:: Reading text ::

I realize that I haven’t really updated anyone in a couple of months. My life got a little crazy, but here’s some of what’s been going on.
I left Saudi in mid-May and went to Europe for three weeks with the expectation of a nice secure job awaiting me in Japan. Europe was great. I got to hang out with some friends I hadn’t seen in a long time and to see really cool stuff. It was a great vacation, even if it was accompanied by a cold. During my time of resocialization, I started to emerge from the fog of isolation that had covered my mind during my time in Saudi. To be clear, I don’t blame the country or culture for this, I think it could happen to me nearly anywhere. However, being cut off from friendly socialization for that long drove me more than a little bonkers, and although I knew when I made my decision to leave that it was a problem, it wasn’t until I was back among friends that I started to realize how big of a problem it had been. Take away lesson, make sure I’m in a social setting from now on.
France was epic, I managed to blog a little about that before radio silence kicked in. In 5 days and 3 towns I fell in love with it and am now looking at various options for how to live there for 6mo-1year in the reasonably near future.
Prague is also pretty kick ass. It was nice to be able to just hang out with one of my besties, the beer was amazingly cheap and the clubs were super fun. The weather was awesome and there were festivals just about every other day celebrating something. It was really tempting to just stay there, it would have been a little tricky to get all my visa paperwork done, but there appeared to be plenty of jobs and it was *cheap* to live there. The main thing that sent me moving on was the thought of this nice job waiting for me in Japan.
I’d really tried to do my research and be picky. I turned down jobs in rural areas because I knew I needed to be in urban (social) areas to be ok, and I turned down jobs at pre-schools because I didn’t want to work with tiny tots all day. (more on that later, but my hats off and all respect to early learner teachers). I asked loads of questions and discussed the conditions that were causing me to leave my position in Saudi. I really thought I’d landed at a happy place. I was excited to go and start a new job.
Things started going a little weird when I tried to get more detailed info about my arrival in Japan. Since the nearest airport to Yokohama is in Tokyo, it’s not a short cab ride away. Every other school I’ve worked for (and to be fair that’s only been 3 others) has sent someone to the airport to collect me. These folks tell me I have to get myself from the Tokyo airport to the train station that is nearest the residence. This turns out to involve a 2 hour bus ride and a transfer from the bus to the train line. Additionally, arriving with NO phone (still don’t have a Japanese SIM, btw) I had to call the house manager (not affiliated with the school) who would then meet me at the train station to show me to the house (and collect my rent money).
I’ve done enough travelling that I was able to sort it all out, including getting my luggage delivered to the school so that I didn’t have to try to haul 2 large suitcases and my carry on bags across all that public transportation. But it wasn’t a good omen. As it turns out I was not able to accept the job for a variety of reasons I won’t go into in public, but we are parting amicably.
Other than that, Japan is pretty cool. The weather is down right miserable this time of year, hot and humid. Stepping outside means you need a shower. So I haven’t done much exploring outside the neighborhood. I did make it down to Chinatown in Yokohama, the largest one in Asia, and although I got rained out after a few hours, the weather that day was pretty nice. Most of the rest of the time I think about going out until I open the door and feel the non-airconditioned air. So I’m really hoping that I can stick around through the fall at least and get a chance to see things without melting.

:::
:: Listed entries ::

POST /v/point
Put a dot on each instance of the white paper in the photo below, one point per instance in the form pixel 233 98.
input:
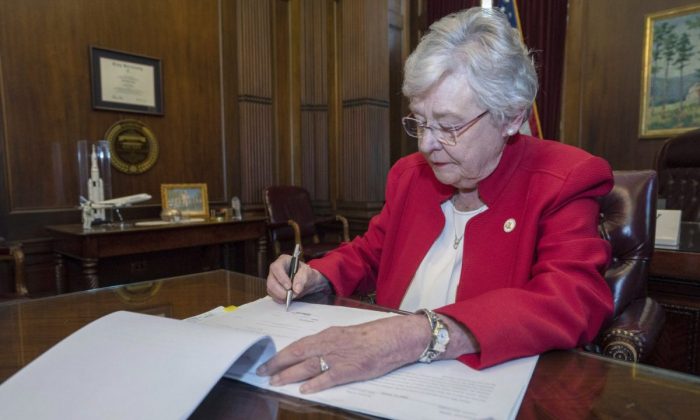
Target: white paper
pixel 126 366
pixel 135 366
pixel 443 389
pixel 668 228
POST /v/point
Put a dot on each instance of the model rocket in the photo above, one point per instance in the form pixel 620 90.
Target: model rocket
pixel 96 190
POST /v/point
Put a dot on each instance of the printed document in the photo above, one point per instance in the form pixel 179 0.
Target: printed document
pixel 128 365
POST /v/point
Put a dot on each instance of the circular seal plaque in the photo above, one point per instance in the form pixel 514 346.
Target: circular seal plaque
pixel 133 146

:::

Decide whether each statement agrees with the blog post, answering yes or no and quoting the words that settle it: (a) The writer spent five days in France across three towns. (b) The school in Japan sent someone to collect the writer at the Tokyo airport. (c) The writer turned down jobs at pre-schools. The entries have no connection to the blog post.

(a) Yes: "In 5 days and 3 towns I fell in love with it"
(b) No: "These folks tell me I have to get myself from the Tokyo airport to the train station that is nearest the residence."
(c) Yes: "I turned down jobs at pre-schools because I didn’t want to work with tiny tots all day."